Living Close To A Fracking Well Linked To Increased Leukemia In Children

A recent study of acute lymphoblastic leukemia (ALL, the most common childhood leukemia) found that young children who live within 2km (1.2 miles) of a fracking well have twice as much chance of getting ALL. The study also found that children whose mother lived within 2km of a fracking well while pregnant but moved after birth, had 2.8 times as much chance of getting ALL.

Currently in Pennsylvania, fracking well setbacks for housing are 500 ft (0.15km), during the first half of the study the setback was 200 ft (0.06km). In Colorado, fracking well setbacks are 2,000 ft (0.6km). California just passed a new setback for homes, schools, and hospitals of 3200 ft (0.98km).

The study used the Pennsylvania cancer registry, and studied 405 children who had ALL over 9 years from 2009-2017. They compared them to 2,080 children who didn’t have ALL and were born during the same year. In the U.S., an estimated 4.7 million people live within 1.6 km (about a mile) of a fracking well, the number living with 2km is even more.

They looked at distance based on residence at birth or at diagnosis: within 2km (1.2 miles), within 5km (3.1 miles), and within 10km (6.2 miles). They compared 2 time periods: prenatal plus after birth until a year before being diagnosed with ALL, and just prenatal only.

The authors stated the exposure could either be from water, or via air. The water pathway could either be from a house using well water, or a community water source that has fracking wells uphill from the watershed.

Not only does fracking increase asthma, heart attacks, and premature births near wells, now we can say leukemia is likely increased by fracking.

Using methane gas for heating and cooking increases your indoor air pollution (nitrogen oxides and particle pollution), it’s a potent GHG, there are leaks of methane all along the production process from wells to pipelines to even from your stove. And along with methane comes other hazardous air pollution. It’s clear that methane gas is hazardous for our health, and especially for the people who live near fracking wells. No matter where you live, methane gas is hazardous to your health. Switching to electric appliances and clean energy sources will really improve our health.

The inflation reduction act was a good start to helping communities get more clean energy, but we need even more work than that. And we especially need to make sure that the most resources go to overburdened frontline communities bearing the brunt of all our country’s environmental racism.

Information:
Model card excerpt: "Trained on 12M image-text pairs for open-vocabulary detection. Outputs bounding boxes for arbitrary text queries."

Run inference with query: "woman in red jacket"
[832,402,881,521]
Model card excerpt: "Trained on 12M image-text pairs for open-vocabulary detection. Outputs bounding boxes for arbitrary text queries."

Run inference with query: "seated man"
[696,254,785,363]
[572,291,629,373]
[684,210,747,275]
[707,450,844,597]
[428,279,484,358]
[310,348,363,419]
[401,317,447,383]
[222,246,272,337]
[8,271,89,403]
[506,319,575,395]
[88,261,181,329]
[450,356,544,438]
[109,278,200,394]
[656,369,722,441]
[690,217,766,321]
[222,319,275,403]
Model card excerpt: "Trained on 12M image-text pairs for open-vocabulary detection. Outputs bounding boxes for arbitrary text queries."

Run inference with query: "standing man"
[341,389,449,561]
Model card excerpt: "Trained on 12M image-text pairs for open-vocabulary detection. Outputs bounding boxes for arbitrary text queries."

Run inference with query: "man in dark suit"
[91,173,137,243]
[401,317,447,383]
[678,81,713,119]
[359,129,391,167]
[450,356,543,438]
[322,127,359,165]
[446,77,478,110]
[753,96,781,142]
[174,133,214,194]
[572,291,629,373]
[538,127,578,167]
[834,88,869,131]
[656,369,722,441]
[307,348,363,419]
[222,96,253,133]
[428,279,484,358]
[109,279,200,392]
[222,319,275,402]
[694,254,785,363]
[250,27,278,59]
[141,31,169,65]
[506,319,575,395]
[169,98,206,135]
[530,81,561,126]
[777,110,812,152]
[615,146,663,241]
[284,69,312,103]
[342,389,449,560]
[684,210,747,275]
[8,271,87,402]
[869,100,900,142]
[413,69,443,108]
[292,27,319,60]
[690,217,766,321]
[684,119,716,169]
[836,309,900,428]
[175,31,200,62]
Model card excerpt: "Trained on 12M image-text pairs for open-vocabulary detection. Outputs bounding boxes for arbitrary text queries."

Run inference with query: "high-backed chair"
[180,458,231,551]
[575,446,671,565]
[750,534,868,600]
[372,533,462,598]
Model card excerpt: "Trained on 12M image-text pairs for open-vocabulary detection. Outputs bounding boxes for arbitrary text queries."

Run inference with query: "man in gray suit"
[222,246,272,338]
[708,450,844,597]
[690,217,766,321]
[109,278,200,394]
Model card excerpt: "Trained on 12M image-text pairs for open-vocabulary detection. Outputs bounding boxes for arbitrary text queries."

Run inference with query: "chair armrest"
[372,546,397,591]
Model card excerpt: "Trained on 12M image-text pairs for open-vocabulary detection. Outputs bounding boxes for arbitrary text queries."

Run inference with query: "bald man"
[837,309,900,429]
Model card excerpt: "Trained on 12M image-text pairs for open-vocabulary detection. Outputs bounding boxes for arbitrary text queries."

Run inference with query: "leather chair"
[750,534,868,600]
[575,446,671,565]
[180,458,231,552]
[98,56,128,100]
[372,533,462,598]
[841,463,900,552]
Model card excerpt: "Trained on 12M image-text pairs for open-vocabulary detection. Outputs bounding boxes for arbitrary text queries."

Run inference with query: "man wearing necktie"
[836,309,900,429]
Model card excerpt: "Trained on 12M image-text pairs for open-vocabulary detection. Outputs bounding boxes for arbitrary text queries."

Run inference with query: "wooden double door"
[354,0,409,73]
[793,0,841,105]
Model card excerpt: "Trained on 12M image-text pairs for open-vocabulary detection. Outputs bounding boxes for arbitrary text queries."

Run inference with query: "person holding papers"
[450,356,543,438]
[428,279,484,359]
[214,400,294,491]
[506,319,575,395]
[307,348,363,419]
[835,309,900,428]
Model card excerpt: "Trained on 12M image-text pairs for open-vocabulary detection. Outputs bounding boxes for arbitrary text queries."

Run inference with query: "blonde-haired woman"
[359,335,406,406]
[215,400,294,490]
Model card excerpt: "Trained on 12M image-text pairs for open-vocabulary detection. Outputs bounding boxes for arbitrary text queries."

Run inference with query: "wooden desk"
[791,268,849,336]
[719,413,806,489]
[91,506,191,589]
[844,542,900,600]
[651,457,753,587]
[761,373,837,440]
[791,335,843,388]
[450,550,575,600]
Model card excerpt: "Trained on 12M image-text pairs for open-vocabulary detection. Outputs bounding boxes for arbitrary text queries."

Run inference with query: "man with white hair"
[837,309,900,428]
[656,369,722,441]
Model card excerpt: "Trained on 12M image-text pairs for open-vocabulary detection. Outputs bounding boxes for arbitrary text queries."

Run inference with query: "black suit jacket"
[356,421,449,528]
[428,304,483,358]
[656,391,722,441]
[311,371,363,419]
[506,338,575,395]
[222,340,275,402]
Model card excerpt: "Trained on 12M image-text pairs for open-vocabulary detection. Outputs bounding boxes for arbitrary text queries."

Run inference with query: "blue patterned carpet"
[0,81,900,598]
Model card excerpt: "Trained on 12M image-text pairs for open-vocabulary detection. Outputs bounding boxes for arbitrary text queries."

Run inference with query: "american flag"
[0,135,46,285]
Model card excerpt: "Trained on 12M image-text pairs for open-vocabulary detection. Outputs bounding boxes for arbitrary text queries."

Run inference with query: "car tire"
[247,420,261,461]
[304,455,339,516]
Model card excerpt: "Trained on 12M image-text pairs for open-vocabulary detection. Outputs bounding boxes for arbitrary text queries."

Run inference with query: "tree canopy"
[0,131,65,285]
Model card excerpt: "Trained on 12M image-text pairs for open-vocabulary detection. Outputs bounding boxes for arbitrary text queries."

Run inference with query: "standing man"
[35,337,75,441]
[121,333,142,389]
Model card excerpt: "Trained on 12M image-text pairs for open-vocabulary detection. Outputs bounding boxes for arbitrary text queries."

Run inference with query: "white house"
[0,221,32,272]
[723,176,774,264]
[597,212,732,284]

Instructions for the task: Transcribe the part of the fracking and leukemia text from "They looked at" up to and including "increased by fracking.".

Solution to this task:
They looked at distance based on residence at birth or at diagnosis: within 2km (1.2 miles), within 5km (3.1 miles), and within 10km (6.2 miles). They compared 2 time periods: prenatal plus after birth until a year before being diagnosed with ALL, and just prenatal only.

The authors stated the exposure could either be from water, or via air. The water pathway could either be from a house using well water, or a community water source that has fracking wells uphill from the watershed.

Not only does fracking increase asthma, heart attacks, and premature births near wells, now we can say leukemia is likely increased by fracking.